» TASK REQUIREMENTS:
• a. In the biography of Valentine Strasser, rewrite the part that opens with the words containing "Strasser was born and" and closes with "End of Freetown.", putting "Krio" wherever "Creole" appears.
• b. Extend the biography of Valentine Strasser, picking up right after its final sentence.

# start of PAGE EXCERPT

Valentine Esegragbo Melvine Strasser (born 26 April 1967) is an ex-military leader who served as head of state of Sierra Leone from 1992 to 1996. Previously a junior military officer he became the world's youngest Head of State in 1992, seizing power three days after his 25th birthday. He was the leading member in a group of six young Sierra Leonean soldiers who overthrew president Joseph Saidu Momoh in the 1992 Sierra Leonean coup d'état. They established a military junta called the National Provisional Ruling Council (NPRC).

In January 1996, after nearly four years in power, Strasser was ousted in a second military coup, led by his deputy, Brigadier General Julius Maada Bio.

Strasser is the first of only two Sierra Leonean Heads of State (the other is Julius Maada Bio) to be born after Sierra Leone became an Independent nation. He is also the second Sierra Leonean Head of State from the Krio ethnic group.

Strasser was born and raised in the neighbourhood of Allen Town in the east end of Sierra Leone's capital Freetown to Creole parents. He enlisted in the Republic of Sierra Leone Military Forces (RSLMF) at age eighteen, immediately after graduating from secondary school.

Early life
Valentine Esegragbo Melvin Strasser was born on 26 April 1967 in Freetown, the capital of Sierra Leone, to parents from the Creole ethnic group. At the time of Strasser's birth, Sir Albert Margai was the Prime Minister of Sierra Leone when the country was a parliamentary government. Strasser grew up in the neighbourhood of Allen Town, in the extreme East End of Freetown.

Strasser completed his secondary education at the Sierra Leone Grammar School in Freetown and graduated in 1985 at age eighteen. While in secondary school, Strasser was a gifted student in math and chemistry.

Military career
On graduation from secondary school in 1985, he enlisted in the Republic of Sierra Leone Military Forces (RSLMF) at the age of eighteen during the government of President Siaka Stevens, and was deployed for military training as a cadet officer at the Benguema Military Training Academy in Benguema, a town located just outside Freetown. After his training, he was commissioned into the Sierra Leone army at the young age of nineteen. He was posted to a military barracks in Daru, Kailahun District in Eastern Sierra Leone.

The Revolutionary United Front (RUF) led by Foday Sankoh began their first attack on 25 March 1991 in Buedu villages in Kailahun District. Strasser and other soldiers who were already in a military barracks in Kailahun, were sent to command and rout the rebellion against the RUF.

# end of PAGE EXCERPT
# start of DATA EXTRACT

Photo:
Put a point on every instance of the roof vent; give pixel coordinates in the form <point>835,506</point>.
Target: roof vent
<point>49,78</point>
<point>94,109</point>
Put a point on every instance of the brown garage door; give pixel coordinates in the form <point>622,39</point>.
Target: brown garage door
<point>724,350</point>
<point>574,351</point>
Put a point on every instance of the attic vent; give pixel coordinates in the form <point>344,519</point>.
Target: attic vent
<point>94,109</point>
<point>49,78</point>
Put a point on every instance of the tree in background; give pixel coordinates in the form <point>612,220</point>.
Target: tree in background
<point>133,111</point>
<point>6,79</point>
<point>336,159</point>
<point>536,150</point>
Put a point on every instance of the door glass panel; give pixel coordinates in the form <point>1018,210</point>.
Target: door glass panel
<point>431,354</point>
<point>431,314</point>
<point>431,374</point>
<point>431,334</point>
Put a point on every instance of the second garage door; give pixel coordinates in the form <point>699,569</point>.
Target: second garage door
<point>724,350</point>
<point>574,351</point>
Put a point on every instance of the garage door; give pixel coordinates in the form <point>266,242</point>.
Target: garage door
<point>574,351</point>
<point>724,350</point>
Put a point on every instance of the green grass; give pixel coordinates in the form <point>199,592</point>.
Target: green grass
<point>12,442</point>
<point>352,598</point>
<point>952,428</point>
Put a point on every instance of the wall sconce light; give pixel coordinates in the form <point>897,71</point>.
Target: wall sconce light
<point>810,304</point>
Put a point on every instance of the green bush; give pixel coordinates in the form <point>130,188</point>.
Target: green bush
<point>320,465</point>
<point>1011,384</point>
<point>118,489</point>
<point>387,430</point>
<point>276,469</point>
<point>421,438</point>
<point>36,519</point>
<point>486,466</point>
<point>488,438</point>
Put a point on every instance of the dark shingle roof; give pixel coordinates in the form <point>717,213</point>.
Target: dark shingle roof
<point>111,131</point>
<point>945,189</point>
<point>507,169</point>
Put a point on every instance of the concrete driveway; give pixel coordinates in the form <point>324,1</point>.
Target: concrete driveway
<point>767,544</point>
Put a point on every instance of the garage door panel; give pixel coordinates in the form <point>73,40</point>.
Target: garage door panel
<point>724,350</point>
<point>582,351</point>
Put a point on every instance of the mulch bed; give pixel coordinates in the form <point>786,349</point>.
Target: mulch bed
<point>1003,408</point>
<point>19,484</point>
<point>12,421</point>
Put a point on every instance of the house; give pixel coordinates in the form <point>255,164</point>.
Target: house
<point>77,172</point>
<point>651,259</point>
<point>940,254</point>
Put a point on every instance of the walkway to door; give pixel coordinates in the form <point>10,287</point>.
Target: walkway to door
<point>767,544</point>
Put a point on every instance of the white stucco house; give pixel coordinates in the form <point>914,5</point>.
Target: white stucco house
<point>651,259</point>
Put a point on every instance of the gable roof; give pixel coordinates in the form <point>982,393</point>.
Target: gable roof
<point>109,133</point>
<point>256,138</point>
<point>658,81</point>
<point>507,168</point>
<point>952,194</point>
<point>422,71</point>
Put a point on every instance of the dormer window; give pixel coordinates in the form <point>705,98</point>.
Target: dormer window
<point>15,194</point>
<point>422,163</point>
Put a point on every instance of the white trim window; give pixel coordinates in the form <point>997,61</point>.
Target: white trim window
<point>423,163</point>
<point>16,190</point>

# end of DATA EXTRACT

» ANSWERS TO THE EXERCISES:
• a.
Strasser was born and raised in the neighbourhood of Allen Town in the east end of Sierra Leone's capital Freetown to Krio parents. He enlisted in the Republic of Sierra Leone Military Forces (RSLMF) at age eighteen, immediately after graduating from secondary school.

Early life
Valentine Esegragbo Melvin Strasser was born on 26 April 1967 in Freetown, the capital of Sierra Leone, to parents from the Krio ethnic group. At the time of Strasser's birth, Sir Albert Margai was the Prime Minister of Sierra Leone when the country was a parliamentary government. Strasser grew up in the neighbourhood of Allen Town, in the extreme East End of Freetown.

• b.
Before President Momoh was removed by his successor, Valentine Strasser fought against the Liberian invasion in Sierra Leone, particularly in the East and South of Sierra Leone. Strasser in his fight had to go up against domestic rebels, also known as sobels. President Momoh's presidency was not long-lasting because he denied the demands of the people of Sierra Leone at the time of his regime wanted a more cooperative political system and thought Momoh provided nothing different than his predecessor.”

1992 Coup and Head of State of Sierra Leone 
During Strasser's time at the war front in Kailahun District against the RUF, the Government of Sierra Leone led by president Joseph Saidu Momoh hardly supplied enough boots to the soldiers and the necessary military equipment to help fortify Strasser and his fellow soldiers in the war against the RUF. The soldiers never received their salaries on time and their welfare was hardly at the top of the government's list of priorities.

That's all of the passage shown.